* _How to complete this task_:
Where the string "blue" shows up in a line of the records, copy that line.

[Region pointing data]
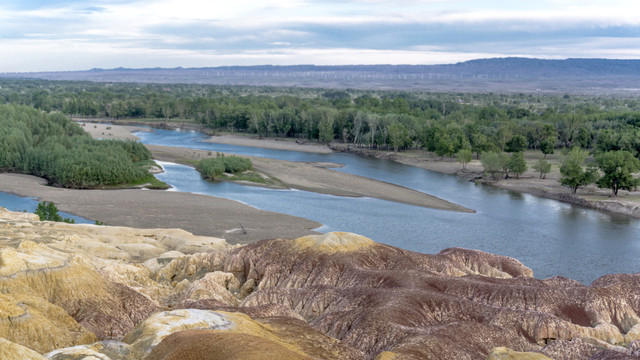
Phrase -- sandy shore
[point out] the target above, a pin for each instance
(626, 203)
(199, 214)
(316, 177)
(104, 131)
(271, 143)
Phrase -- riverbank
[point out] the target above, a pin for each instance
(199, 214)
(626, 203)
(316, 177)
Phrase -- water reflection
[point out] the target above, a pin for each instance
(552, 238)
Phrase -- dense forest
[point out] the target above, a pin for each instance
(51, 146)
(440, 122)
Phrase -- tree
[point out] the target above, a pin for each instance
(517, 143)
(47, 211)
(543, 167)
(493, 164)
(398, 135)
(517, 164)
(444, 147)
(464, 157)
(325, 131)
(546, 146)
(573, 173)
(618, 167)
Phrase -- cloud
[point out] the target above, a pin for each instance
(112, 33)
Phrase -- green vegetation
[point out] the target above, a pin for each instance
(573, 173)
(443, 123)
(542, 167)
(617, 168)
(464, 157)
(493, 164)
(517, 164)
(47, 211)
(446, 124)
(55, 148)
(212, 168)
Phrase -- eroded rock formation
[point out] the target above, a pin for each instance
(70, 291)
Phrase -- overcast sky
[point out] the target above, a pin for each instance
(42, 35)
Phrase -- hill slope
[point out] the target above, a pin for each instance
(588, 76)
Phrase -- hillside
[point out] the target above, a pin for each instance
(88, 291)
(584, 76)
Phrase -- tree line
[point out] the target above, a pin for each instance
(442, 123)
(51, 146)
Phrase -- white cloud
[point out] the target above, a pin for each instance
(102, 33)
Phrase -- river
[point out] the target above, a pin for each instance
(551, 237)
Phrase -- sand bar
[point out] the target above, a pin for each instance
(316, 177)
(199, 214)
(271, 143)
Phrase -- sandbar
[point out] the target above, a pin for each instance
(198, 214)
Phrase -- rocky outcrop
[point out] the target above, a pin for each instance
(74, 291)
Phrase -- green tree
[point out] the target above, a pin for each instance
(47, 211)
(464, 157)
(542, 167)
(398, 135)
(547, 147)
(618, 168)
(493, 164)
(517, 164)
(572, 170)
(444, 147)
(517, 143)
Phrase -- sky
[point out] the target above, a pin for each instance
(62, 35)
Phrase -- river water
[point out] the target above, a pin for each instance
(550, 237)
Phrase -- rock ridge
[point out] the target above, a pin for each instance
(76, 291)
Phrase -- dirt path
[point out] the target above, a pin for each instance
(316, 177)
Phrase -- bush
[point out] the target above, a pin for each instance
(47, 211)
(210, 168)
(214, 167)
(235, 165)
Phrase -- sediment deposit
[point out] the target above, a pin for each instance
(75, 291)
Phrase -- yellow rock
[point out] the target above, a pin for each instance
(37, 324)
(333, 242)
(503, 353)
(12, 351)
(149, 334)
(387, 355)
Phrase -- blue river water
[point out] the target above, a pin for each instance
(551, 237)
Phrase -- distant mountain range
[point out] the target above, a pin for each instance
(589, 76)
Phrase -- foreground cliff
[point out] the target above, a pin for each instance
(77, 291)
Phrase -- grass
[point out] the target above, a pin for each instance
(254, 177)
(149, 181)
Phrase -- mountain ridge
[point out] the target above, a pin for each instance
(510, 74)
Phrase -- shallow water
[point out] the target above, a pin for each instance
(550, 237)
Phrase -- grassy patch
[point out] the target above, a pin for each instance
(254, 177)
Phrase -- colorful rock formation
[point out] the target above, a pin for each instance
(76, 291)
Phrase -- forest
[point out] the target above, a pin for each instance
(443, 123)
(51, 146)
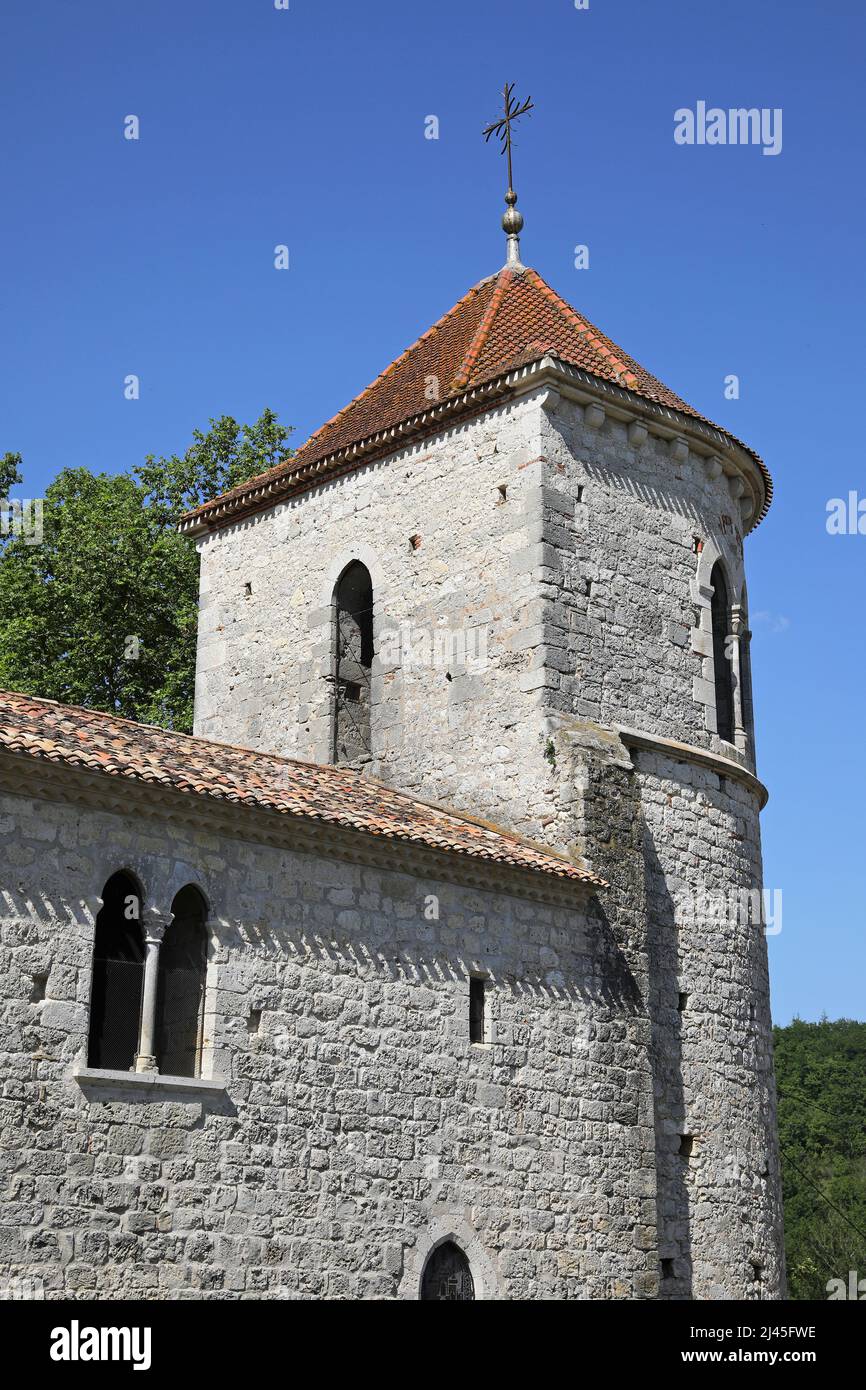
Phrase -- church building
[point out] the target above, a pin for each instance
(396, 977)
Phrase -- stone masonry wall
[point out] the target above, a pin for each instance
(452, 559)
(359, 1123)
(627, 626)
(720, 1203)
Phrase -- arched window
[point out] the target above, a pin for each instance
(118, 968)
(353, 662)
(745, 672)
(180, 1018)
(446, 1275)
(722, 658)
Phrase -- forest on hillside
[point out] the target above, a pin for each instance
(820, 1072)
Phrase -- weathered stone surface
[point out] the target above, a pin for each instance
(622, 1112)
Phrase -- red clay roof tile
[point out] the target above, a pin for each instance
(501, 324)
(121, 748)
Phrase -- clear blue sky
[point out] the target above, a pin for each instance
(306, 127)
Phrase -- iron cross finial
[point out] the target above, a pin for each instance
(512, 220)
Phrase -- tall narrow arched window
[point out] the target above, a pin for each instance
(446, 1275)
(722, 658)
(180, 1018)
(353, 663)
(118, 970)
(745, 672)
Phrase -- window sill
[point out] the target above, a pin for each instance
(149, 1082)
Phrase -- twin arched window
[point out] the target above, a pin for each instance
(352, 665)
(120, 1034)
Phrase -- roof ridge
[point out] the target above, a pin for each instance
(278, 470)
(483, 332)
(330, 769)
(587, 330)
(328, 792)
(156, 729)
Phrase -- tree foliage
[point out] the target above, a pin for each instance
(103, 610)
(820, 1070)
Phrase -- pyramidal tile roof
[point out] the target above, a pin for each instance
(503, 323)
(42, 729)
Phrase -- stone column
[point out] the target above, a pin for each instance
(145, 1058)
(736, 635)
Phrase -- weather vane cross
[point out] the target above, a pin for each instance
(512, 220)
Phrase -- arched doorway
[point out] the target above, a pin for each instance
(446, 1275)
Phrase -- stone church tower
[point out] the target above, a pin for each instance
(433, 965)
(509, 577)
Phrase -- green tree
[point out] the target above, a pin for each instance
(820, 1070)
(103, 610)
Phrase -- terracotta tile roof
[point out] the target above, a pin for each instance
(501, 324)
(102, 742)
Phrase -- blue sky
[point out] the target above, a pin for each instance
(306, 127)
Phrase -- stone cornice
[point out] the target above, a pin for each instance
(748, 477)
(25, 776)
(717, 763)
(580, 385)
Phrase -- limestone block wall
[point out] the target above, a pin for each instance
(720, 1228)
(357, 1123)
(631, 534)
(526, 565)
(451, 533)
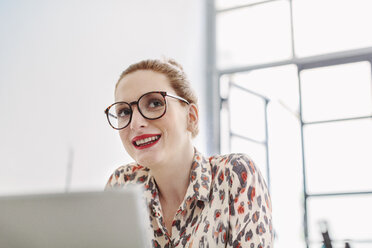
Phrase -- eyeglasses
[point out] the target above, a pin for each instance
(151, 105)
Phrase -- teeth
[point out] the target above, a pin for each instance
(147, 140)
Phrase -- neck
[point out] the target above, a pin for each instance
(173, 178)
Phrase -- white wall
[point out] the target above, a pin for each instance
(59, 61)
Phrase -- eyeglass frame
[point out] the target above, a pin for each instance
(163, 93)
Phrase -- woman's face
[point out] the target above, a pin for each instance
(171, 128)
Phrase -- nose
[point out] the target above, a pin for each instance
(138, 121)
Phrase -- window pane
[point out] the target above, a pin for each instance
(348, 217)
(324, 26)
(224, 4)
(334, 92)
(253, 35)
(338, 156)
(256, 152)
(279, 84)
(247, 114)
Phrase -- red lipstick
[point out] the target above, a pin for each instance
(145, 141)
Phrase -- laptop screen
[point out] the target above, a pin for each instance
(82, 219)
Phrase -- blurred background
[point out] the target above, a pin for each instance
(286, 81)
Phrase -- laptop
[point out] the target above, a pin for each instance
(81, 219)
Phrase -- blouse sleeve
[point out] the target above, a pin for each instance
(249, 205)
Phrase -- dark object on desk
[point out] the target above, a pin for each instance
(324, 230)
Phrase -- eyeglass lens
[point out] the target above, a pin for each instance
(151, 106)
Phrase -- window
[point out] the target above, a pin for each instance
(295, 86)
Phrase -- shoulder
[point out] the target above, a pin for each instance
(127, 174)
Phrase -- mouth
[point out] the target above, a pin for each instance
(145, 141)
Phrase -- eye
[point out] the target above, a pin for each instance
(123, 112)
(155, 103)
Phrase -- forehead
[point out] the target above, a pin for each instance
(137, 83)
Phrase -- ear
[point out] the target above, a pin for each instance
(192, 117)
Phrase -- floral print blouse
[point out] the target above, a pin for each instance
(227, 204)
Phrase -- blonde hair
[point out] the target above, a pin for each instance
(175, 74)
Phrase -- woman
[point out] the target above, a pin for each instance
(193, 201)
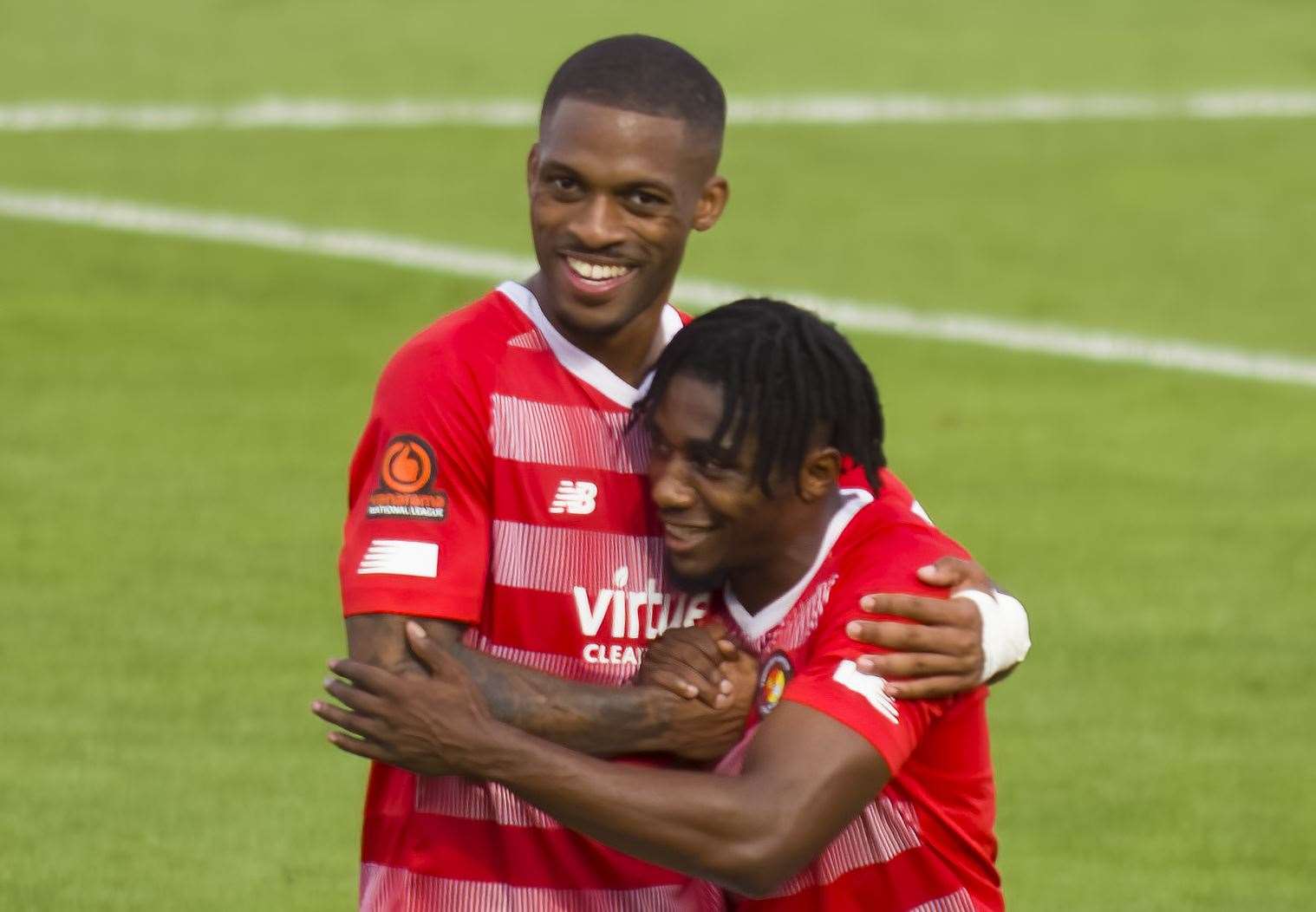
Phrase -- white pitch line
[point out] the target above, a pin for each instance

* _Answer section_:
Phrase -- blue river water
Phrase -- clear blue sky
Phrase -- blue sky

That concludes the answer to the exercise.